• Problem to work on:
Format the material below as a JSON list of strings with one string per line. Skip blank lines and omit the pictures.

• Records to process:
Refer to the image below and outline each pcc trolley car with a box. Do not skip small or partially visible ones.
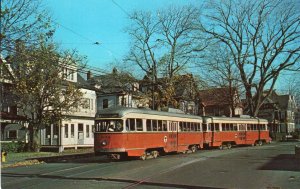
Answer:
[94,107,270,160]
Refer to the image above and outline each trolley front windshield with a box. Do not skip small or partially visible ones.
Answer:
[95,119,123,132]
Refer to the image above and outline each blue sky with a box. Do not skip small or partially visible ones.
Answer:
[42,0,197,69]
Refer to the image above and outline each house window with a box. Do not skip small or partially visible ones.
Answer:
[82,98,90,109]
[7,130,17,139]
[85,125,90,138]
[65,124,69,138]
[71,124,75,138]
[102,99,108,109]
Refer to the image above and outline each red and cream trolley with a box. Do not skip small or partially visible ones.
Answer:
[94,107,270,160]
[203,117,271,149]
[94,107,203,159]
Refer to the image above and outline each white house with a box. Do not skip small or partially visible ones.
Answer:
[41,63,97,152]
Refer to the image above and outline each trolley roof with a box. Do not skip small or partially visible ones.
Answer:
[203,116,268,122]
[96,107,202,119]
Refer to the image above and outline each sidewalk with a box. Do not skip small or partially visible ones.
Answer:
[1,148,94,169]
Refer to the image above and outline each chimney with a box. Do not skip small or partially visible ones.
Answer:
[86,71,93,80]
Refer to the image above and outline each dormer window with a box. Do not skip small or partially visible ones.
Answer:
[63,68,75,81]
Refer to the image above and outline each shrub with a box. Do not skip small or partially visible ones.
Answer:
[1,141,25,152]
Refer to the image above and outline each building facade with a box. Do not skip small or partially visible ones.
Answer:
[258,91,297,136]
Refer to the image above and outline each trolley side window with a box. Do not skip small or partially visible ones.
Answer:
[162,120,168,131]
[146,119,152,131]
[136,119,143,131]
[152,120,157,131]
[95,120,123,132]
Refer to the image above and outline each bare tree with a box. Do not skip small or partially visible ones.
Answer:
[157,6,206,80]
[198,43,243,116]
[202,0,300,116]
[0,0,54,56]
[126,6,203,110]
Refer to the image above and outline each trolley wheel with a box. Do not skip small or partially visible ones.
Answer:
[191,145,197,153]
[151,150,159,159]
[257,140,262,146]
[140,154,147,161]
[227,143,232,149]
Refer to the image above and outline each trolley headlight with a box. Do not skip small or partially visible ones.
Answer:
[101,140,107,146]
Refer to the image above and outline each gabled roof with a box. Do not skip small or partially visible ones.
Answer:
[264,90,296,110]
[89,71,136,93]
[0,112,26,120]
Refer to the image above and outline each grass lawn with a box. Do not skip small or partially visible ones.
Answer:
[1,148,93,168]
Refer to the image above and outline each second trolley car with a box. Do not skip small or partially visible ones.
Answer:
[94,107,270,160]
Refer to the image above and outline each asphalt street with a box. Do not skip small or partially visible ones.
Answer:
[1,142,300,189]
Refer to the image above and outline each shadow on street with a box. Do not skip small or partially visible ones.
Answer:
[259,154,300,171]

• Answer to this exercise:
[
  "Refer to the image below and outline each pcc trolley car with a box. Do not skip small or partially visible ones.",
  "Answer:",
  "[94,107,270,160]",
  "Refer to the image above and outline each trolley front windshield with a box. Do not skip small or partially visible ones.",
  "Answer:",
  "[95,119,123,132]",
  "Refer to the image above and outline each blue sky with a box. Do not skip small or partially visible ones.",
  "Answer:",
  "[42,0,197,69]",
  "Refer to the image above and outline each house window with a box. Do not skip small or partially visible ones.",
  "Answer:",
  "[82,98,90,109]",
  "[7,130,17,139]",
  "[85,125,90,138]",
  "[65,124,69,138]",
  "[71,124,75,138]",
  "[102,99,108,109]",
  "Refer to the image above and outline each red and cream trolley with a box. Do not skip small or partially visible ones.",
  "Answer:",
  "[94,107,270,160]",
  "[203,117,271,149]",
  "[94,107,203,159]",
  "Refer to the image above and outline each white house with a box. Do not skip small or partially visible ones.",
  "Answer:",
  "[41,63,97,152]",
  "Refer to the image above and outline each trolley roof with a box. Do not skip small or partially visible ones.",
  "Answer:",
  "[203,116,268,122]",
  "[96,107,202,119]",
  "Refer to the image above and outline each sidewalk with a box. Do not skip small or partially visible ones.",
  "Answer:",
  "[1,148,94,169]",
  "Refer to the image above and outline each chimney with a box. Do not skip small or partially visible ones.",
  "Answer:",
  "[86,71,93,80]",
  "Refer to the image above and outline each dormer window with a box. Do not skip small or partially visible ones.",
  "Answer:",
  "[63,68,75,81]",
  "Refer to the image above and outline each shrub with a box. Do not skip small or partially visible ones.",
  "Answer:",
  "[1,141,25,152]",
  "Refer to the image above and outline each building facade with a box. Do not skip small or partially visible ones.",
  "Answer:",
  "[258,91,297,136]",
  "Refer to the image above and outline each trolley side window with a box. Do not skip small or partially visible ones.",
  "Answer:",
  "[162,120,168,131]",
  "[146,119,152,131]",
  "[136,119,143,131]",
  "[152,120,157,131]",
  "[95,120,123,132]",
  "Refer to the image above and outline each bare tree with a box. Do not skip small or partially visible ones.",
  "Answer:",
  "[157,6,206,80]",
  "[198,43,243,116]",
  "[202,0,300,116]",
  "[0,0,54,56]",
  "[126,6,203,110]",
  "Refer to the image above and outline each trolley wheel with a box. Do not skip small or partially visible ones.",
  "Answer:",
  "[191,145,197,153]",
  "[151,150,159,159]",
  "[257,140,262,146]",
  "[140,154,147,161]",
  "[227,143,232,149]",
  "Refer to the image above and outline each trolley headlight with a box. Do not skip small or partially visible ones.",
  "Answer:",
  "[101,140,107,146]",
  "Refer to the image above and outline each gabled roof with a box. Do not skip small or partially visible ones.",
  "Answer:",
  "[264,90,296,110]",
  "[89,71,136,93]",
  "[0,112,26,120]",
  "Refer to the image above and outline each grass lawn with a box. Do not skip small or partially visible ones.",
  "Answer:",
  "[1,148,93,168]",
  "Refer to the image above and outline each second trolley car with a box. Do not skip small or partially visible ones.",
  "Answer:",
  "[94,107,270,160]",
  "Refer to the image above and outline each asphalt street with a box. Do not skip small or partially visible ones.",
  "Answer:",
  "[1,142,300,189]",
  "Refer to the image above and outline each shadow on street with a box. Do not skip small or partially visible ones.",
  "Answer:",
  "[259,154,300,171]"
]